→ KUTIPAN HALAMAN:
━━━━━━━━━━

Menurut pendapat sebagian ulama bahwa Taqlid berhukum haram karena taqlid dilakukan jika yang diikuti adalah orang-orang yang menyesatkan, sebagaimana orang-orang jahiliah yang memegang pendapat dan perilaku dari seorang nenek moyang, kalau di kaji ulang kembali nenek moyang mereka adalah orang-orang tidak mengetahui dan bahkan mereka juga tidak memperoleh petunjuk dari siapapun.
Surat Al Baqarah Ayat 170 yang sudah dijelaskan di atas jika dapatdikaji ulang dan difahami dengan Mafhum mukhalafah dapat dikeluarkan kandungan di dalam hukumnya, dan bahwa bertaqlid kepada orang-orang yang telah memiliki pengetahuan yang sangat luas dan telah mendapat petunjuk itu sangat diperbolehkan, karena orangyang alim jika ditaqlidi, maka tidak akan membawa pada kesesatan.[2]
Untuk menentukan hukum dari bertaklid tidak dapat diambil secara sepihak saja, harus bisa melihat dari berbagai sisi dan segi:
a.       Sebagian Ulama melakukan Taklid oleh mujtahid kepada mujtahid lain ada beberapa pendapat diantaranya: kebanyakan Ulama mengatakan bahwa haram seorang mujtahid melakukan taklid tersebut secara mutlak  karena semua itu hanya mampu melakukan ijtihad dengan sendirinya. Ulama Ahmad bin Hanbal, Abu Ishaqk bin Al Rahawaih dan juga Sofyan al-Tsauri menyebutkan bahwa boleh nya mujtahid melakukan taklid kepada mujtahid lain secara mutlak. Imam Syafi’i di dalam qaul qadimnya bertaqlid terhadap mujtahid lain yang terdapat di dalam level termasuk sahabat nabi dan juga tidak boleh kepada mujtahid yang lain. Ibnu sureij boleh atau tidaknya mujtahid bertaklid bila seseorang tersebut sedang melaksanakan tugas sebagai qadhi.

━━━━━━━━━━

→ TUGAS 1:
Jawab pertanyaan berikut berdasarkan kutipan tentang taklid:
(a) Menurut sebagian ulama, mengapa taklid berhukum haram?
(b) Jika Surat Al Baqarah Ayat 170 dipahami dengan mafhum mukhalafah, kepada siapa bertaklid sangat diperbolehkan?
(c) Siapa saja ulama yang menyebut mujtahid boleh bertaklid kepada mujtahid lain secara mutlak?
→ TUGAS 2:
Ubah paragraf dalam kutipan tentang taklid yang diawali "Sebagian Ulama melakukan Taklid" menjadi daftar singkat pendapat para ulama.
Materi di bawah ini tidak berkaitan dengan kutipan tentang taklid.

→ MATERI YANG DIBERIKAN:

━━━━━━━━━━

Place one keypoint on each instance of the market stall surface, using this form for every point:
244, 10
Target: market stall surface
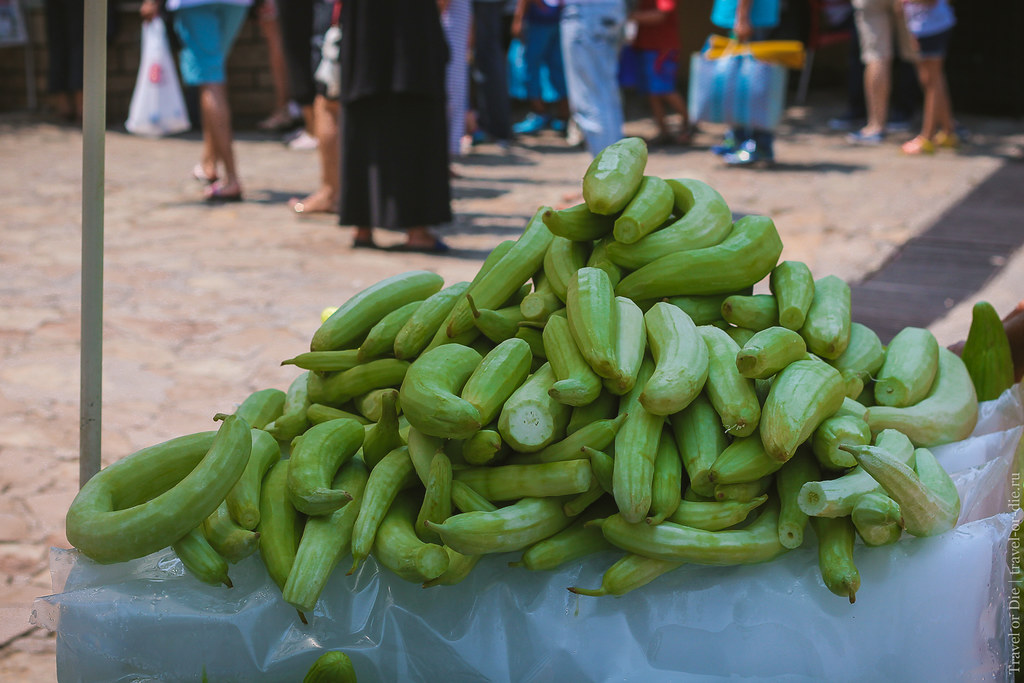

━━━━━━━━━━

→ JAWABAN YANG DIHARAPKAN 1:
(a) Karena taklid dilakukan jika yang diikuti adalah orang-orang yang menyesatkan.
(b) Kepada orang-orang yang memiliki pengetahuan sangat luas dan telah mendapat petunjuk.
(c) Ahmad bin Hanbal, Abu Ishaqk bin Al Rahawaih, dan Sofyan al-Tsauri.

→ JAWABAN YANG DIHARAPKAN 2:
- Kebanyakan ulama: mujtahid haram bertaklid kepada mujtahid lain secara mutlak, karena mereka mampu berijtihad sendiri.
- Ahmad bin Hanbal, Abu Ishaqk bin Al Rahawaih, dan Sofyan al-Tsauri: mujtahid boleh bertaklid kepada mujtahid lain secara mutlak.
- Imam Syafi'i (qaul qadim): mujtahid bertaklid kepada mujtahid yang termasuk sahabat nabi, dan tidak boleh kepada mujtahid lain.
- Ibnu Sureij: boleh atau tidaknya mujtahid bertaklid dikaitkan dengan keadaan ketika ia sedang bertugas sebagai qadhi.